-- begin --

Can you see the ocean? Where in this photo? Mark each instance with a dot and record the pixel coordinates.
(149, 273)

-- end --
-- begin --

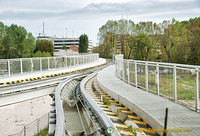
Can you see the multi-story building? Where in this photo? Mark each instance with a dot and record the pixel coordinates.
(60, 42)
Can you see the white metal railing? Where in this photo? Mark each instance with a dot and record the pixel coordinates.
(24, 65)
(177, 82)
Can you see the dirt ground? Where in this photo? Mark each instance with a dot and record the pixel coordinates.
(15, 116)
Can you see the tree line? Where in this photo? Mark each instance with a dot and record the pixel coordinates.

-- end --

_WRITTEN REQUEST_.
Tally the lines of the material above that contain the word "with", and give only that number.

_RESULT_.
5